::: GIVEN DATA
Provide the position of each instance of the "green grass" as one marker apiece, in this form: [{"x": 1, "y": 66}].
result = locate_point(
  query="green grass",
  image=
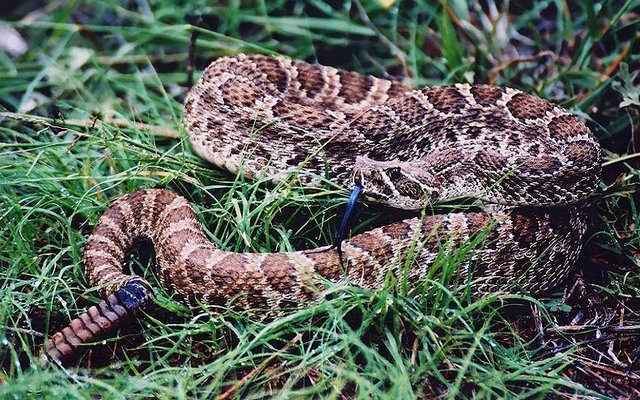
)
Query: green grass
[{"x": 92, "y": 110}]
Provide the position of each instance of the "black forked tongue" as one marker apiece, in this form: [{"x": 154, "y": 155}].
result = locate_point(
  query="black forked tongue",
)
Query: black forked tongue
[{"x": 345, "y": 218}]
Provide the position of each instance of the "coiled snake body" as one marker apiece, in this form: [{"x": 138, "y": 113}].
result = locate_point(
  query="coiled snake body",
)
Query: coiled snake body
[{"x": 531, "y": 163}]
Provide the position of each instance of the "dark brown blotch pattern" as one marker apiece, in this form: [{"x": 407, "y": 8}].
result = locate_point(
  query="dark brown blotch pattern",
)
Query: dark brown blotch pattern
[
  {"x": 526, "y": 106},
  {"x": 446, "y": 99}
]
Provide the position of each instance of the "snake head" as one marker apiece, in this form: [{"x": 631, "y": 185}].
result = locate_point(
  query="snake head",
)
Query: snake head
[{"x": 399, "y": 184}]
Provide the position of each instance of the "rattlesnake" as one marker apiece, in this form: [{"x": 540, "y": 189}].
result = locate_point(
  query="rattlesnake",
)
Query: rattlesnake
[{"x": 531, "y": 165}]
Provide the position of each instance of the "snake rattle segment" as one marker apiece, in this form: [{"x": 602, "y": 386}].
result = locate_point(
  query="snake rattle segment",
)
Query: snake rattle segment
[{"x": 531, "y": 163}]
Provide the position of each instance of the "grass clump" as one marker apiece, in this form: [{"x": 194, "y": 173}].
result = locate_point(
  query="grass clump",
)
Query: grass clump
[{"x": 92, "y": 108}]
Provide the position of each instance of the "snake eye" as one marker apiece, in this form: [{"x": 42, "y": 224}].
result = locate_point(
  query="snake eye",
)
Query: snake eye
[{"x": 394, "y": 173}]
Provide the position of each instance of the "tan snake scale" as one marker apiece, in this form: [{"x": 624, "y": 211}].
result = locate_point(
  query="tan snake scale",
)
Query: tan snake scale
::::::
» **DIRECTION**:
Pull out every line of the material above that contains the string "form".

» **PROBLEM SOLUTION**:
Provide the position of each instance of the "green grass" as one marker apiece, in this form: [{"x": 1, "y": 66}].
Provide the position of each instance of the "black forked tongue" as one marker apiece, in this form: [{"x": 154, "y": 155}].
Provide the position of each instance of the "coiled snake body" as one marker apiece, in this form: [{"x": 138, "y": 113}].
Provide the position of each instance of the "dark brown blotch pattern" as one marker apiece, in this form: [{"x": 407, "y": 8}].
Provide the position of each instance of the "snake head" as one marker apiece, in this form: [{"x": 631, "y": 185}].
Provide the position of each instance of the "rattlesnake" as one marker apiece, in this form: [{"x": 540, "y": 189}].
Provide the position of each instance of the "snake rattle segment" as one marker apiece, in this form: [{"x": 602, "y": 386}].
Provide the position of each instance of the "grass clump" as one marker apiece, in this form: [{"x": 194, "y": 173}].
Provide the position of each instance of the "snake eye" as one marker apiece, in this form: [{"x": 42, "y": 224}].
Provide the position of each instance of the "tan snake scale" as one marker apiece, in this form: [{"x": 624, "y": 211}].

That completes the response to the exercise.